# start of SUPPLIED ENTRIES

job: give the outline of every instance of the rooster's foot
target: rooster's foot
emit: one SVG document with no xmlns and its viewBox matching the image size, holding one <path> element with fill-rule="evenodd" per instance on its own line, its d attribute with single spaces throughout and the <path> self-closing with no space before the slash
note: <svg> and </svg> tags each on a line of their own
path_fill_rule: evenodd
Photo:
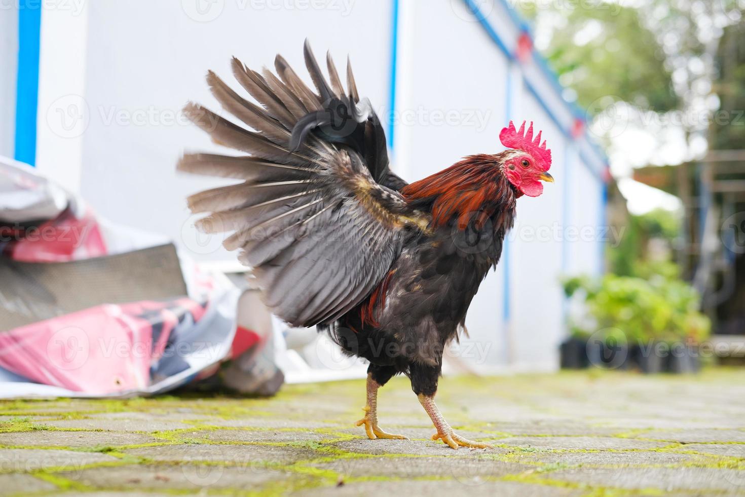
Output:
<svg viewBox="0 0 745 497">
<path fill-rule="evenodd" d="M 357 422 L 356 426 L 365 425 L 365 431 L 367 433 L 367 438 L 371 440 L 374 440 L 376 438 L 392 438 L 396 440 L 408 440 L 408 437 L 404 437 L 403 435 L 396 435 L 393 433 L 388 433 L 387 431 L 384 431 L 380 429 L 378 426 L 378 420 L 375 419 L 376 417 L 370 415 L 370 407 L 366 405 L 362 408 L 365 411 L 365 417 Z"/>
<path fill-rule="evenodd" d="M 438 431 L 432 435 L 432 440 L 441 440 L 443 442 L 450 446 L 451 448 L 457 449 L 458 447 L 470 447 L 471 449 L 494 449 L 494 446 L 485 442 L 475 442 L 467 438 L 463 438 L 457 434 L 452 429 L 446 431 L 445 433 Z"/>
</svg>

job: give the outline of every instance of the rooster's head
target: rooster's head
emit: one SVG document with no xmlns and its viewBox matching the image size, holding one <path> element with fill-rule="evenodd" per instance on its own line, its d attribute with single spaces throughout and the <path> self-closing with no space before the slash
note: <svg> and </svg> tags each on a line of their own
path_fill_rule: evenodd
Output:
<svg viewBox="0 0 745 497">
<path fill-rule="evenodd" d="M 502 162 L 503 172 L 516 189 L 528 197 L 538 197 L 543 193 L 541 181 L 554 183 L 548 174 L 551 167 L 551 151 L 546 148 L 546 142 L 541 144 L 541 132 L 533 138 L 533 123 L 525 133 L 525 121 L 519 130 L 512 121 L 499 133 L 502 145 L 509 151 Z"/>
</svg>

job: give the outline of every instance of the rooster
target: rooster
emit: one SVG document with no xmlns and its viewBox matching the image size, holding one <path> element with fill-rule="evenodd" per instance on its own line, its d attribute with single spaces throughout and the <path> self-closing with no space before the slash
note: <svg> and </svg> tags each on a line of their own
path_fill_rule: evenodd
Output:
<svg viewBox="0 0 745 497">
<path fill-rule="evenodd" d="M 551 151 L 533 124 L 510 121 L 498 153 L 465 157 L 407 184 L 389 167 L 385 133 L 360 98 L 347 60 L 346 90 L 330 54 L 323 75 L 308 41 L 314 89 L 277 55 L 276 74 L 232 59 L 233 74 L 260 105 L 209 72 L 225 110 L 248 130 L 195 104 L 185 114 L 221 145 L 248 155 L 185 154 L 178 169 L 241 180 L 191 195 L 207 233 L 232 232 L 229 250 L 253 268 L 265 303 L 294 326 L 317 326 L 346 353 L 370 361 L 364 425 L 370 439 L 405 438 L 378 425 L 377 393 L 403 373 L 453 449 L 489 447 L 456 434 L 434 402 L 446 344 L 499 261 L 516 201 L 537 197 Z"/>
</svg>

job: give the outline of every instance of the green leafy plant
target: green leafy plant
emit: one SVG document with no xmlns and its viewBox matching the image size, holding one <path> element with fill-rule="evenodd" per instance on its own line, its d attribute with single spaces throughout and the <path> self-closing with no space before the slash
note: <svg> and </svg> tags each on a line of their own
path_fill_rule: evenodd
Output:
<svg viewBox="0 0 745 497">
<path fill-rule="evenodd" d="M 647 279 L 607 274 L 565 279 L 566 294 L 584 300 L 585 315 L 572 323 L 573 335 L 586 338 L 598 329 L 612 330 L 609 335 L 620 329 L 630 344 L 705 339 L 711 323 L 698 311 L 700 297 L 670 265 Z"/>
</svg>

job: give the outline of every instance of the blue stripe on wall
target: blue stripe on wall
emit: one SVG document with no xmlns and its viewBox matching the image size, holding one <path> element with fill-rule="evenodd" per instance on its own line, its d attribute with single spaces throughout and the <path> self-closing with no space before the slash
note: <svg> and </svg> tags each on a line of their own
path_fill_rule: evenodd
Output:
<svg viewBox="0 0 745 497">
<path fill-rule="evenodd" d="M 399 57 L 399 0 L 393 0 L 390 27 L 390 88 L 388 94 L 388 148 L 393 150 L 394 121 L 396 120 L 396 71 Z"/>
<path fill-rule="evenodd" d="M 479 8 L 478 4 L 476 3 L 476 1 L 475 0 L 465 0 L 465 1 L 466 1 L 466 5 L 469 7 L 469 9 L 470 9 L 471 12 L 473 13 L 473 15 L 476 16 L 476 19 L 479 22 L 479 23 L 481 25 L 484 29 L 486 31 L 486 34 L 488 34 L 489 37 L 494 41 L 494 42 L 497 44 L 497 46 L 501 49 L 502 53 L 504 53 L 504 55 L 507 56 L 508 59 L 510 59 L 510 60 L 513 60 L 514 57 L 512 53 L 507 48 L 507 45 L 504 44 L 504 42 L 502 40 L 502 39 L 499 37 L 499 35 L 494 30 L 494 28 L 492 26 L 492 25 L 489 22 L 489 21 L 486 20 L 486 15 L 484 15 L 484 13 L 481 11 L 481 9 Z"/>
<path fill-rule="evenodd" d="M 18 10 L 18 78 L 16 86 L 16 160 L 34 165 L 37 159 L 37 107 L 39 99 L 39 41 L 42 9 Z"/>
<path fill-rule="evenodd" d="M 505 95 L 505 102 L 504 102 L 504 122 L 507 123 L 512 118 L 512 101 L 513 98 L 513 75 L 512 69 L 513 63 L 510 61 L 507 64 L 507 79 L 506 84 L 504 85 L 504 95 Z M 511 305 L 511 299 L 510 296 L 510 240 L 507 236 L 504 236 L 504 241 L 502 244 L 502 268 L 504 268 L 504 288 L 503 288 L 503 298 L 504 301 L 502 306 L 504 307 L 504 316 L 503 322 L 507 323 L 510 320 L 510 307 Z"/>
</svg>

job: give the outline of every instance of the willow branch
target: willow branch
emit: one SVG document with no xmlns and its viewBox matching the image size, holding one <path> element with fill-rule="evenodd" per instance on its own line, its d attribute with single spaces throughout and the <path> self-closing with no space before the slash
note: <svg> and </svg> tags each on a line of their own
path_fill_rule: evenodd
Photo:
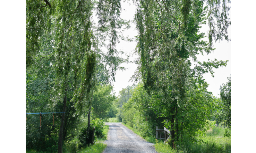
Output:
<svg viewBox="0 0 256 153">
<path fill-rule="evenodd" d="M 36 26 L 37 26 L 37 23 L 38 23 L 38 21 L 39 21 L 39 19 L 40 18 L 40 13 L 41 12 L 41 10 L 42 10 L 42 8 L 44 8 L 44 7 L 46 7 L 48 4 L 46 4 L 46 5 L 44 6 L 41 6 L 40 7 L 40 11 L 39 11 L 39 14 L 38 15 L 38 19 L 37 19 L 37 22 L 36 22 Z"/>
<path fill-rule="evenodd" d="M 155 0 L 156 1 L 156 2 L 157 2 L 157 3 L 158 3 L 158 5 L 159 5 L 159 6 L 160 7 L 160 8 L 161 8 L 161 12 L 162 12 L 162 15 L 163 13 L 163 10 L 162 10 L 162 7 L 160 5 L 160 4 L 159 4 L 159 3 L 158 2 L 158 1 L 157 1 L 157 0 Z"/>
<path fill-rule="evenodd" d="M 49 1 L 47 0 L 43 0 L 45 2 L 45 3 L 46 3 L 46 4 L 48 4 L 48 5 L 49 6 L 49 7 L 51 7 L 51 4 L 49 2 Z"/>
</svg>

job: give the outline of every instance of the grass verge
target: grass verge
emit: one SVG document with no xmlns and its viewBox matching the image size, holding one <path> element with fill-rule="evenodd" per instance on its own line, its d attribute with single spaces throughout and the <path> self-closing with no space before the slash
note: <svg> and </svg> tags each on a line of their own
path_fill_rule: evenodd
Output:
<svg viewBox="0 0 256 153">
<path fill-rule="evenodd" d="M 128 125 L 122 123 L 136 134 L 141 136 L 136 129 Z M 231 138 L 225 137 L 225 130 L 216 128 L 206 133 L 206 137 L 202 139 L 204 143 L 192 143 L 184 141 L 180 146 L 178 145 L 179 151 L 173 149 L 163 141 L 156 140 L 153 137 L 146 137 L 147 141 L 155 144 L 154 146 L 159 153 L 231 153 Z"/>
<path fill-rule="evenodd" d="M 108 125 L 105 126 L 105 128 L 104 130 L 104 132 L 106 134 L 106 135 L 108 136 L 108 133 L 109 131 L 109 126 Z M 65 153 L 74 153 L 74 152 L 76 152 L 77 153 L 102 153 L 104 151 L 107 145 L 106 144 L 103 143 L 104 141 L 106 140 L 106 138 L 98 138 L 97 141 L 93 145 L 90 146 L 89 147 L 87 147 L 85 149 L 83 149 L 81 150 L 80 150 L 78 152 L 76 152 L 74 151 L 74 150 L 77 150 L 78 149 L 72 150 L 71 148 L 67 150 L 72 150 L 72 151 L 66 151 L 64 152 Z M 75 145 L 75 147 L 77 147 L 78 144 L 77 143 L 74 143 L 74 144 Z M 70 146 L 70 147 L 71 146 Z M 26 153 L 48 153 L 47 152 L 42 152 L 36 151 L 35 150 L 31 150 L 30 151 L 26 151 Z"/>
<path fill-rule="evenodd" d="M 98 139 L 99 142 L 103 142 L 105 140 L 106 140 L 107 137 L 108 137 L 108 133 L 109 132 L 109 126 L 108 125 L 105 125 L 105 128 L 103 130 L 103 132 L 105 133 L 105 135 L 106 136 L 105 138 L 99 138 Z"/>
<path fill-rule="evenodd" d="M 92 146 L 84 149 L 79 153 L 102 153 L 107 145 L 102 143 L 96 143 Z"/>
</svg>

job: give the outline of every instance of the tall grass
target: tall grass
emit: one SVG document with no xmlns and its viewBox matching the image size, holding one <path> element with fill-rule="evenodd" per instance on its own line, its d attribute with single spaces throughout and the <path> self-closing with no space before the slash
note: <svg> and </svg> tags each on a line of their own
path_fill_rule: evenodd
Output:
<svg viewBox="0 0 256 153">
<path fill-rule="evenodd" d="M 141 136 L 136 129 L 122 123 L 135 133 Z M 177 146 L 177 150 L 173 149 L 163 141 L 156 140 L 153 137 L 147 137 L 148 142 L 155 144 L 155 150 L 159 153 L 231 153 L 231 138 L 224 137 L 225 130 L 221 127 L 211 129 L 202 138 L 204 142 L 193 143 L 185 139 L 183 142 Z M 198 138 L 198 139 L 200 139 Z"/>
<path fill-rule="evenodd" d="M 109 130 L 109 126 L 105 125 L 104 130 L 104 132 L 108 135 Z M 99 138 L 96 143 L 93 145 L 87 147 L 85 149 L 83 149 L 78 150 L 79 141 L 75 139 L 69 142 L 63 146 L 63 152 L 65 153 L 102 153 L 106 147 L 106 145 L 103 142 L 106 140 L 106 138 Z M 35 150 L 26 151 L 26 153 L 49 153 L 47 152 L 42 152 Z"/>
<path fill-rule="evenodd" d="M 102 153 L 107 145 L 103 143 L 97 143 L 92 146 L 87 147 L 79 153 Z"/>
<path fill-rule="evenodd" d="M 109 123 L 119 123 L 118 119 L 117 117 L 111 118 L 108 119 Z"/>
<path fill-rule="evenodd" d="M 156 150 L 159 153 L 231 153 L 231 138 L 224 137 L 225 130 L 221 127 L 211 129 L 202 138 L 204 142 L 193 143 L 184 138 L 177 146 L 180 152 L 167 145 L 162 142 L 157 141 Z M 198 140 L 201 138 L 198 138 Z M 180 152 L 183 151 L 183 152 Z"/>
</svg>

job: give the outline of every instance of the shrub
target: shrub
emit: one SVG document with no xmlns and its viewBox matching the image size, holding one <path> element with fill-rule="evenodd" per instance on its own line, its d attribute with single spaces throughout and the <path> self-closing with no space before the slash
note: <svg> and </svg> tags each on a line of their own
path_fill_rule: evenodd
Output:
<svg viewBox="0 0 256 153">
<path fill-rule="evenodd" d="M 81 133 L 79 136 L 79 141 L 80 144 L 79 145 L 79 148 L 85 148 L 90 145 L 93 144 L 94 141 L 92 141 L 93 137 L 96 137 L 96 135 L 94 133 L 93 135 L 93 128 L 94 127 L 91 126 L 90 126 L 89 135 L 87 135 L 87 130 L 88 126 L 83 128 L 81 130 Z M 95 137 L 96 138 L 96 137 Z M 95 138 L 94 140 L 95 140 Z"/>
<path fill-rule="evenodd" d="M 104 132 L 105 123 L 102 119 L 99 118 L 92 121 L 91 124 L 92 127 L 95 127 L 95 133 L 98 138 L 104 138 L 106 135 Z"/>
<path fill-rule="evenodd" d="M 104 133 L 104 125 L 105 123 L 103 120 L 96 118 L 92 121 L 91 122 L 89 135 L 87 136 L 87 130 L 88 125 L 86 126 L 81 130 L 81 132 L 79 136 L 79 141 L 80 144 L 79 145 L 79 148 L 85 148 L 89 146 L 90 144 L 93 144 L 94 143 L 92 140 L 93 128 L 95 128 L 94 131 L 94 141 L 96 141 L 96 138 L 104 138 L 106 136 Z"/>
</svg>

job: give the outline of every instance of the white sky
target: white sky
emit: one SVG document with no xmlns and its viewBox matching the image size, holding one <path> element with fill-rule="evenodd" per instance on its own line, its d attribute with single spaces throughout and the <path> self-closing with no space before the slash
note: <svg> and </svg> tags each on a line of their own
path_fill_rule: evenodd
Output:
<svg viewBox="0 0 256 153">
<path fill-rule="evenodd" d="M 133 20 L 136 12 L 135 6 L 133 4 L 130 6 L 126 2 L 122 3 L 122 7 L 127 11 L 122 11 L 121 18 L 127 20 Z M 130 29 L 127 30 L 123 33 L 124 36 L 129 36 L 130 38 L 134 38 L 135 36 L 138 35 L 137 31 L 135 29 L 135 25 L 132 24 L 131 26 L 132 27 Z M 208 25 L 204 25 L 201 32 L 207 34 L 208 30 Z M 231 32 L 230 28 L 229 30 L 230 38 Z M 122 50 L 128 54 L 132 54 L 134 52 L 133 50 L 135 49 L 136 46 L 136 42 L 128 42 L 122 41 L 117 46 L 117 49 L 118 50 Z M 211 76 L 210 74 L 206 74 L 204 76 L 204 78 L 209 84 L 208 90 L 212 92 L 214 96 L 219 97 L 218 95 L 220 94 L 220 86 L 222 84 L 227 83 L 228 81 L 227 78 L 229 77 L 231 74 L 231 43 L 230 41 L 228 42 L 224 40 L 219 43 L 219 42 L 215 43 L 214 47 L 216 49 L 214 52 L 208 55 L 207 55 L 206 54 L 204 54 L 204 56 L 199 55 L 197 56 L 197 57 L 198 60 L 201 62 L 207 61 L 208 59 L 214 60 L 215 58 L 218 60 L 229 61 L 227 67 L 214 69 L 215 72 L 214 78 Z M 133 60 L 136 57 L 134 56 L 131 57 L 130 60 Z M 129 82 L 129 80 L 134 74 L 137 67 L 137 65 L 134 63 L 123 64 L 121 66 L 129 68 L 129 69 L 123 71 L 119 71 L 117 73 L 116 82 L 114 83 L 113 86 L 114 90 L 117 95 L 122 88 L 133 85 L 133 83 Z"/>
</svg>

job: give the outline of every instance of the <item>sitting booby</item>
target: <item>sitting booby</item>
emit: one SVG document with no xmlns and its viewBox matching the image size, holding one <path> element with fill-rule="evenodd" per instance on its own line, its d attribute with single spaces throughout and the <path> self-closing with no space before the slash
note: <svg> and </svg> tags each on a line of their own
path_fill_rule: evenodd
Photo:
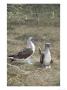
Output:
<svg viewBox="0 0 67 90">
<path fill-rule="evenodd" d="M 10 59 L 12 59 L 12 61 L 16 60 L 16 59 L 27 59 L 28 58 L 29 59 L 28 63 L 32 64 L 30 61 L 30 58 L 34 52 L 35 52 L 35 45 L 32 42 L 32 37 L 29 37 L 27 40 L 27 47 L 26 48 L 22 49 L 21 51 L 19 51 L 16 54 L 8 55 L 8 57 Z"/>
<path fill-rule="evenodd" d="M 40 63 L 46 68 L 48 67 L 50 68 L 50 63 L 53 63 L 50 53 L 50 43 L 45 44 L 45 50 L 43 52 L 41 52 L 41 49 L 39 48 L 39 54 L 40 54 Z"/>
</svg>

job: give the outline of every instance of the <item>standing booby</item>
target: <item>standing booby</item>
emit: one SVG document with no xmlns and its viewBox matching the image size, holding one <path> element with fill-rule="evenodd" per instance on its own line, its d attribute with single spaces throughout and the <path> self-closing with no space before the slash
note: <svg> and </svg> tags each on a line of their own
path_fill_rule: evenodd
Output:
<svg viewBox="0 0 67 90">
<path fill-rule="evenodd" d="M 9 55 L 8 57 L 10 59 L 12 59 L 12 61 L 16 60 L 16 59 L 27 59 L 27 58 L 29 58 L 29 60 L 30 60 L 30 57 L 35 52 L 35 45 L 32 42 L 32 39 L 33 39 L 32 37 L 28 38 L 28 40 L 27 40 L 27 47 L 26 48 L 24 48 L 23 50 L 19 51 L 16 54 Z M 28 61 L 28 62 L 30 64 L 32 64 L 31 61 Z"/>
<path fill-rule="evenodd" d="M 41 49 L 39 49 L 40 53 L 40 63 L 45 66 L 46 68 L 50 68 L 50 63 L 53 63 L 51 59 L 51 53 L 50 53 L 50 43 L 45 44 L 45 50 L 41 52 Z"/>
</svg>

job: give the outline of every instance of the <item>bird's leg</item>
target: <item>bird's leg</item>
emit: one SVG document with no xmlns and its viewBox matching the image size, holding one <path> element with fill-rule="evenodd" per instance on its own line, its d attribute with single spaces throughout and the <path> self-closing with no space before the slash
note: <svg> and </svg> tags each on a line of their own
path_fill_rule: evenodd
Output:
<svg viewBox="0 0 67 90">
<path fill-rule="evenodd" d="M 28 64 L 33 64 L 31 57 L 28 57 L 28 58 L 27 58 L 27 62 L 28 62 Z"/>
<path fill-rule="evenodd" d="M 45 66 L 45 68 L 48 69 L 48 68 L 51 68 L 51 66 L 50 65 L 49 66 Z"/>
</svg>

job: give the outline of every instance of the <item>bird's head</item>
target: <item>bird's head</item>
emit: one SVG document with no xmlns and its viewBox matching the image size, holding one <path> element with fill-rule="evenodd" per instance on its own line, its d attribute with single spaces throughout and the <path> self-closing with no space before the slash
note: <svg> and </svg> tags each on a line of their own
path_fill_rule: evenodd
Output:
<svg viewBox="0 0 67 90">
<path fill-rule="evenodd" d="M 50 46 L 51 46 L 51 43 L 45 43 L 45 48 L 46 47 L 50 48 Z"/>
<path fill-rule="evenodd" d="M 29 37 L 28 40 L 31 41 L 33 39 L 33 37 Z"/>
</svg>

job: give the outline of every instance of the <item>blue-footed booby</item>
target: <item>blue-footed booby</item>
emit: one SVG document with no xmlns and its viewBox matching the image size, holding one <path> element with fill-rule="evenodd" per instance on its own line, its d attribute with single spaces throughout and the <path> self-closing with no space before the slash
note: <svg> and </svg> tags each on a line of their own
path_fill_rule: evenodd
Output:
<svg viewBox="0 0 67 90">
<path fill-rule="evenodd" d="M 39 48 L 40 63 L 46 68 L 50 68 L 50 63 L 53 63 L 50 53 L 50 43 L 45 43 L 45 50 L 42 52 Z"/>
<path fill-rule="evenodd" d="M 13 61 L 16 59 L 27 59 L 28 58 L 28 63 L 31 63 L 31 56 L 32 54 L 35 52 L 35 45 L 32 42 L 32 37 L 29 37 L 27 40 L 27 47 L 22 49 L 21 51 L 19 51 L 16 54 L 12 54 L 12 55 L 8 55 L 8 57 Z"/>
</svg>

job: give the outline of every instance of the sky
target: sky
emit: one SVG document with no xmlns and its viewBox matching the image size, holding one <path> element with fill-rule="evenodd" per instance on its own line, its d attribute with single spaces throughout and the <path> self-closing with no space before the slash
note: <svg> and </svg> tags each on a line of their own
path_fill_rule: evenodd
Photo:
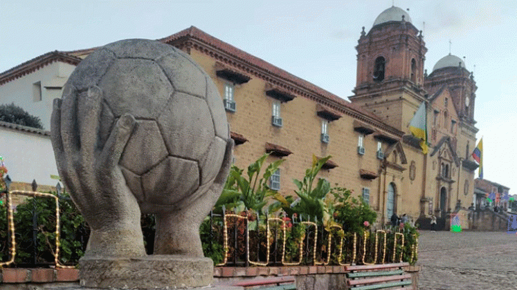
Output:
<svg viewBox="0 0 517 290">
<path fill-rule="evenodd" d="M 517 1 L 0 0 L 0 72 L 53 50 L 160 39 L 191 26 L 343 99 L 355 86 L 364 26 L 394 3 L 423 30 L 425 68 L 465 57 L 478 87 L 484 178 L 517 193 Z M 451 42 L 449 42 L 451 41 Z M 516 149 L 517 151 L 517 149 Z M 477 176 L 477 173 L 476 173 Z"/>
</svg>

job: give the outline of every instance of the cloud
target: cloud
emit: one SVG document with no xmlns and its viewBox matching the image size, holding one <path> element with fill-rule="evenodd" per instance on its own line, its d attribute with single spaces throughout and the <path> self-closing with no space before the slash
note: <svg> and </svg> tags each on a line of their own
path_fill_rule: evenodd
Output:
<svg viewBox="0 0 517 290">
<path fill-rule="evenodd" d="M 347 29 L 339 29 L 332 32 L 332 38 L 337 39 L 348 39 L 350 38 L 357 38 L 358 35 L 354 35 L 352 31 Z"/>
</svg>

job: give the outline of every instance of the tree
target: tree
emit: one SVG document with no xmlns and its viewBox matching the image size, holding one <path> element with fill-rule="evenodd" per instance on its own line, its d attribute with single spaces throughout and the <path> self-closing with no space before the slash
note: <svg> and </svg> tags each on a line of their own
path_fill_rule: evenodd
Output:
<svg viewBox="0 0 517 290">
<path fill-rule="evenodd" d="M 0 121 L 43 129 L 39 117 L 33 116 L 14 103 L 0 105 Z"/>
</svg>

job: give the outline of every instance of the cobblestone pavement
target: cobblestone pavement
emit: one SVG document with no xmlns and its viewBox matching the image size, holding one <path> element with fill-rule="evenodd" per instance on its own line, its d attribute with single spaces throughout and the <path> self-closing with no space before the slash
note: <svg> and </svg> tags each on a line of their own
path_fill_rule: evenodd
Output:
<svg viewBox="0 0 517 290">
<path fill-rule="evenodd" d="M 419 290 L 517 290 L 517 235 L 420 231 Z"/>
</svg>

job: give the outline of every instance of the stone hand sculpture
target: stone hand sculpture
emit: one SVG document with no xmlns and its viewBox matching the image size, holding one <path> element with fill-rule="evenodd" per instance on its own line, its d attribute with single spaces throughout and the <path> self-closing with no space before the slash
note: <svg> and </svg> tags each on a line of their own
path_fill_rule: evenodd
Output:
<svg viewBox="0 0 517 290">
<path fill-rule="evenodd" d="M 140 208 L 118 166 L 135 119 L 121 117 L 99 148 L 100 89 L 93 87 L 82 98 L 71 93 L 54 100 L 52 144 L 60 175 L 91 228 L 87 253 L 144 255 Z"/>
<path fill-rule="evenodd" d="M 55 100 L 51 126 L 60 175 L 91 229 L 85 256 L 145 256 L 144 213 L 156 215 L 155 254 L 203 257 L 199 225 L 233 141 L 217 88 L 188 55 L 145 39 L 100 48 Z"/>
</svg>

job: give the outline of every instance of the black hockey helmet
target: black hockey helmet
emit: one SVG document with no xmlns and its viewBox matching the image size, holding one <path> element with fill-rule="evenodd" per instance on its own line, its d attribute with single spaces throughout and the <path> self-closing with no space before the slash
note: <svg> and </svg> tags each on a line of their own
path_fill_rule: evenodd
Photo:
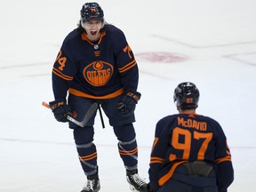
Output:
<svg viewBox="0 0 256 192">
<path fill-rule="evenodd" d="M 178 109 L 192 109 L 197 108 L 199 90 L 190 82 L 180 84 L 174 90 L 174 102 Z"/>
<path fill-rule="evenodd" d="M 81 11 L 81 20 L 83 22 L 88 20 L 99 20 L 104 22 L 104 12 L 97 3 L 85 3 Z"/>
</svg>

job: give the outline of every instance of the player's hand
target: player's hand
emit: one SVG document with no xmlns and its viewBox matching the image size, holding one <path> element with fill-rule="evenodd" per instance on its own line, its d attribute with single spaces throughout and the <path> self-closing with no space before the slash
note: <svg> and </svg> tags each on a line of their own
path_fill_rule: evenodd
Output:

# end of SUPPLIED ENTRIES

Output exactly the lines above, from the one holding "job: give the outline of every instance of the player's" through the end of the data, including the first and last.

*EXERCISE OUTPUT*.
job: give the outline of every instance of the player's hand
target: player's hand
emit: one SVG document with no xmlns and its viewBox matching the image size, holding one <path> element with fill-rule="evenodd" per instance on its own line, its d attribute with single spaces throughout and the <path> self-closing with no space before the slash
note: <svg> and </svg> tags each on a line of their own
path_fill_rule: evenodd
Output:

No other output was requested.